**Given text:**
Tiananmen Square
Tiananmen Square
Tiananmen Square will forever be remembered as a political rally that turned into a bloody massacre viewed on live television. The square in Beijing, China, was the site of a pro-democracy student demonstration in the spring of 1989, a demonstration violently crushed by the Chinese military. News organizations from all over the world had previously stationed prime-time news anchors and camera crews in Beijing to provide live broadcasts of Soviet President Mikhail Gorbachev's visit to the city. Consequently, scenes of the brutal crackdown were broadcast throughout the world. These images embittered the international public toward the Chinese government and had a profound impact on subsequent foreign-policy decisions.
The student uprising in Tiananmen Square.
Courtesy of AP/Wide World Photos
Bio
Thousands of students from China's pro-democracy movement planned to use the state visit and the obligatory media coverage for their purposes. They had assembled and camped in Tiananmen Square for two weeks in late May and early June. Among their demands were the rights to free speech and a free press, and they erected a statue-modelled on the Statue of Liberty though with both arms supporting the torch that they named the "Goddess of Democracy." Their cause and the images they employed thus resonated with audiences around the world.
However, this hopeful demonstration came to a sudden and horrifying end. On the night of June 3 and into the early morning hours of June 4, the army launched an assault on the unarmed civilians in the square. The military stormed the area with tanks and machine guns. firing into the crowd at random. Hundreds of young students were killed and thousands wounded in the attack. Scenes of brutality and chaos were broadcast from Tiananmen Square, and there were reports of students and civilians being imprisoned in other parts of China.

**Set problem 1:** In the Tiananmen Square text, what name did the students give the statue they erected?

**Information shown:**

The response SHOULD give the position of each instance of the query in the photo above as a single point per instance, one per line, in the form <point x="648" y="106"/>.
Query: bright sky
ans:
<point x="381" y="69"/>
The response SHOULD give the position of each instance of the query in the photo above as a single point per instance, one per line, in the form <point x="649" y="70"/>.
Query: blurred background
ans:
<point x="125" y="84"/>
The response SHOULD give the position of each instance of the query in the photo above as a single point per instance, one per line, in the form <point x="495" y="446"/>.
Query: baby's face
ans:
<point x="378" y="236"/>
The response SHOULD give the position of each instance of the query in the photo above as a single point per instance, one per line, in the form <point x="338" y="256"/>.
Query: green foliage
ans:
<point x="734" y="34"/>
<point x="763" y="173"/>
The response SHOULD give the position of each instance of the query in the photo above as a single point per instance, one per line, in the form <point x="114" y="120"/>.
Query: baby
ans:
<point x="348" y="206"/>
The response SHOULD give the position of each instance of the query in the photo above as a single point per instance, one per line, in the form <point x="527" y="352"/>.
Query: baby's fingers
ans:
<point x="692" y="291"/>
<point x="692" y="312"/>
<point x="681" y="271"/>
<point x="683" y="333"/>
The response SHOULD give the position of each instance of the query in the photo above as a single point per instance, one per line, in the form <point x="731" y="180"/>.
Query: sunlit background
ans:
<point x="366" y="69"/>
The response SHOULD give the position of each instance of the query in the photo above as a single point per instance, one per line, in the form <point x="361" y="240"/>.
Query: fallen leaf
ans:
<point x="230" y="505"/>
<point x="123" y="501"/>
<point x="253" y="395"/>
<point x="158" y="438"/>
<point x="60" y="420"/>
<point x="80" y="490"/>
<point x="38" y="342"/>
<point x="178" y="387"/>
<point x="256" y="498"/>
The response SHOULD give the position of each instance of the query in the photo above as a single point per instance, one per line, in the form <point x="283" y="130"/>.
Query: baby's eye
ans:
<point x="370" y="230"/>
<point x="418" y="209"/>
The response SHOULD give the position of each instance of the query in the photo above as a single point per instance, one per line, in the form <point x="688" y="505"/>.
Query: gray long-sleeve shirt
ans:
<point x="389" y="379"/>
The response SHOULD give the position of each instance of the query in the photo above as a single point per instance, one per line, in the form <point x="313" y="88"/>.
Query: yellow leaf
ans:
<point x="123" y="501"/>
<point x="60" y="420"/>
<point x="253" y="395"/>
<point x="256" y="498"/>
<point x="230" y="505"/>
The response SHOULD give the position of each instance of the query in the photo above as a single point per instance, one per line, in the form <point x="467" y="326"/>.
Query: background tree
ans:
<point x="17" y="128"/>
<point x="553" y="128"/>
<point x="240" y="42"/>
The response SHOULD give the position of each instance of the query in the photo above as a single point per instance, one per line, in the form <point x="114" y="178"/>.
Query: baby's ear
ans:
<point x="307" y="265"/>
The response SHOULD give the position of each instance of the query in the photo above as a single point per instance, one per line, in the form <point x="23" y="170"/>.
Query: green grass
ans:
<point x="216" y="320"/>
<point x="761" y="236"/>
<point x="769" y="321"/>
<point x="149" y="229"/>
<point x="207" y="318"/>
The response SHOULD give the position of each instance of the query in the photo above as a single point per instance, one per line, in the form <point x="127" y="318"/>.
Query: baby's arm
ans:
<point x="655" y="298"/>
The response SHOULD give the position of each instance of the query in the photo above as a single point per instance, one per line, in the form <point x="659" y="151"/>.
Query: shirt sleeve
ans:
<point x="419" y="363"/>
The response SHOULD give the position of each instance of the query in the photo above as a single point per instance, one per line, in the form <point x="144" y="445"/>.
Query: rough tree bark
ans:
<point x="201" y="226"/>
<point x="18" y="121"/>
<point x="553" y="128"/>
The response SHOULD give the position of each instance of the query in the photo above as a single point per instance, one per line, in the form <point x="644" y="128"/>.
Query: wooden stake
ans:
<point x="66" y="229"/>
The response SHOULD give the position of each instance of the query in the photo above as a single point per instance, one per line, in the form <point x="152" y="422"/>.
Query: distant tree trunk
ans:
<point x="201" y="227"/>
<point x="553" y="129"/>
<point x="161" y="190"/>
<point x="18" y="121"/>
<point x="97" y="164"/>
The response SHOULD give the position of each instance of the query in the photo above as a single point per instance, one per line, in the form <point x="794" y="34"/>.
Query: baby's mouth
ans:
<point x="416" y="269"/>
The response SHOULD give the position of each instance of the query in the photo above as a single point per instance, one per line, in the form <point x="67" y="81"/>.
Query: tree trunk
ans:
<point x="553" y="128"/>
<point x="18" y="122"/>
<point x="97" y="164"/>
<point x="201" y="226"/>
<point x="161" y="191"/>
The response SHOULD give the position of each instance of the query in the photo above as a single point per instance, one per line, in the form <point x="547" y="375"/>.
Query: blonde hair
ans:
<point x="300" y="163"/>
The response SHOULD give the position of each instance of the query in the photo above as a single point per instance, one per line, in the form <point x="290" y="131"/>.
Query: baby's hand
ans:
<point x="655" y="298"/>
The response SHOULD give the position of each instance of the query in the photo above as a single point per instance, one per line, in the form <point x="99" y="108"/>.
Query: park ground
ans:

**Set problem 2:** Collect every line of the records that contains the string "shirt". Case counts.

**Exercise answer 1:** The "Goddess of Democracy."

**Exercise answer 2:**
Query: gray long-sleeve shirt
Query: shirt sleeve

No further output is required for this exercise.